TASK ITEM: Continue the letter on the Wakashio oil spill, starting right after its last sentence.

PASSAGE:

LETTERS | Wakashio debate continues

Wakashio. Photo: Panama Maritime Authority

Dear editor,

I enjoyed reading the letter from Stephen Spark. I agree that Mr Degnarain has a poor understanding of the shipping industry. However, he has an excellent understanding of the oil spill industry, to which the shipping industry is joined at the hip. The shipping industry should pay close attention to Mr Degnarain’s writing on the oil spill industry even if they (rightfully) ignore the rest. The oil spill industry on the ocean has always been a fraud and a failure. This reflects badly on the shipping industry.

Today’s “best practices” are the same as they were 10 years ago, and for 40 years before that. Their average success rate has always been only five per cent.

Here they are:

The current oil spill in Mauritius shows the writing on the wall, and the shipping industry has been left far behind.

This oil spill expert is spewing dangerous and misleading nonsense (minutes 1:28 to 2:30). The Wakashio “fuel oil” that he and his laughing colleagues are playing with has emulsified into an oil-water mix that is mostly water and has lost most of the toxic elements present in fresh bunker C. Fresh Wakashio fuel oil is extremely toxic and looks like this (sticky and black).

INPUT DATA:
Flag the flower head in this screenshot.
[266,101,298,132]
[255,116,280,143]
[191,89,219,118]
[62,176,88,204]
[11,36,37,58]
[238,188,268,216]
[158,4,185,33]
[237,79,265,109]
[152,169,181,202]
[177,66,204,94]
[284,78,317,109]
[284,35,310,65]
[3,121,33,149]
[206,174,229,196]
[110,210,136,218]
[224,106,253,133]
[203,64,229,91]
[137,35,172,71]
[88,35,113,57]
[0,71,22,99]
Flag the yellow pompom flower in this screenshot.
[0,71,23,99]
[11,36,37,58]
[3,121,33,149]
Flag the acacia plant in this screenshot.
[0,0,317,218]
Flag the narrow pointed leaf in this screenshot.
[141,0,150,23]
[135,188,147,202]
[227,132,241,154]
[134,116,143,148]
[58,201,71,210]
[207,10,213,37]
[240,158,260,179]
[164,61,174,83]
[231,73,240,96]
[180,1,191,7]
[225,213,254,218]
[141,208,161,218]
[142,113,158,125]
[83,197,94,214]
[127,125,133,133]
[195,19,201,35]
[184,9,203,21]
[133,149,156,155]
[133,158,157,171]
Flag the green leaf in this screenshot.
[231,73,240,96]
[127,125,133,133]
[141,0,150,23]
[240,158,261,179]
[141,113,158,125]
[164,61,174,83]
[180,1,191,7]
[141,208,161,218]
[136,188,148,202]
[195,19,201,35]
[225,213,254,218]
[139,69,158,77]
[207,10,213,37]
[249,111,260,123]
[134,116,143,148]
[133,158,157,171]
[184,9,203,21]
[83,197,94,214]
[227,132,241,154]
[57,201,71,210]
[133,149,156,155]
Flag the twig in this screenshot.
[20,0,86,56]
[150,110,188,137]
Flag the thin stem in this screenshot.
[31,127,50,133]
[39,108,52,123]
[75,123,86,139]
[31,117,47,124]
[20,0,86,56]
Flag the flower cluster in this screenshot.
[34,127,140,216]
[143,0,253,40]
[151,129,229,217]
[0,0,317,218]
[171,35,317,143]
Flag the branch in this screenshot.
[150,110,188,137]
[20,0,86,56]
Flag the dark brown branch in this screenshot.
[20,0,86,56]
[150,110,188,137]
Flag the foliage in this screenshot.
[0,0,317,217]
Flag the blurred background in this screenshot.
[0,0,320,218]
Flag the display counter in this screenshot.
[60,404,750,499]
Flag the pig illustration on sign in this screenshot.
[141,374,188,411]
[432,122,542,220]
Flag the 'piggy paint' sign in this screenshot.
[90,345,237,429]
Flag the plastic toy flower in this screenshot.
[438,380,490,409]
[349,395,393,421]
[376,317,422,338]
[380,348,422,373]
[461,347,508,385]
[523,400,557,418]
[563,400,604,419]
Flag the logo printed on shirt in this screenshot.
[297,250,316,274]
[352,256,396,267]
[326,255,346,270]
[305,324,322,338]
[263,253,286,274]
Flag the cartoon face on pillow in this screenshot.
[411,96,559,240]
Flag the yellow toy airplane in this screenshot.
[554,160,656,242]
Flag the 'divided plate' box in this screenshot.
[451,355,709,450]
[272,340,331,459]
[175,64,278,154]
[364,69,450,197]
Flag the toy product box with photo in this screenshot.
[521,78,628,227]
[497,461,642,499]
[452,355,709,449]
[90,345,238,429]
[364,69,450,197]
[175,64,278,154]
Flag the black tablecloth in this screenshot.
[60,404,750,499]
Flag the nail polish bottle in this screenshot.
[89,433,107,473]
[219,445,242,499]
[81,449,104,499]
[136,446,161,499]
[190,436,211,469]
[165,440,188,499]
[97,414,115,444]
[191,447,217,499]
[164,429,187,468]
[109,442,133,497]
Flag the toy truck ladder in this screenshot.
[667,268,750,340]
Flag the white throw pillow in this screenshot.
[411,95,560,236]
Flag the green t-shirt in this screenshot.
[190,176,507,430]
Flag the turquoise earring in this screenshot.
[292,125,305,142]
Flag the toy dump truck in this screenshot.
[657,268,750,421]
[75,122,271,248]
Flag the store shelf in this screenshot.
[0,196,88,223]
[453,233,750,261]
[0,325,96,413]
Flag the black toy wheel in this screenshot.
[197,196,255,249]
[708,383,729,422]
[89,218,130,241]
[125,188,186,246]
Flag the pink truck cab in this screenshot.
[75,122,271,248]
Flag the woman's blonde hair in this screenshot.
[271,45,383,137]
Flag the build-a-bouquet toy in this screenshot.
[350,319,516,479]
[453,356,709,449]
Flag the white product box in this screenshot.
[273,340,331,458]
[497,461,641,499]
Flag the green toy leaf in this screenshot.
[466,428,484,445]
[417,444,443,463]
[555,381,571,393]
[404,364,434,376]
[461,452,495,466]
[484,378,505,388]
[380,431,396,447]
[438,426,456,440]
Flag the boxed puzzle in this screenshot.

ANSWER TO THE EXERCISE:
Here are more videos of the UN “expert” (and here). He clearly has little idea of what is happening, or he is a dangerous liar.

I suggest that the shipping industry go beyond the forever failed status quo and demand the deployment of 21st century oil spill technology, and thereby lead the world on ocean protection. A failed oil spill cleanup is always named after the ship, not the incompetent and deceitful oil spill experts. Such modern equipment will include the latest in automation and create a new class of ships for the shipping industry.

Please give my regards to Mr Spark for taking the time to write about an important issue.

Very best regards,

David Prior

President, Extreme Spill Technology 

Halifax, Canada


Stephen Spark responds:

Of course, Mr Prior is right in terms of oil. However, the cleanliness of the world’s oceans is, I believe, everyone’s responsibility, not solely that of the shipping industry. Rather than finger-pointing – which just encourages people to adopt defensive postures – we need a much broader approach, by a whole range of industries and organisations. Co-operation rather than confrontation is what produces the best results most efficiently.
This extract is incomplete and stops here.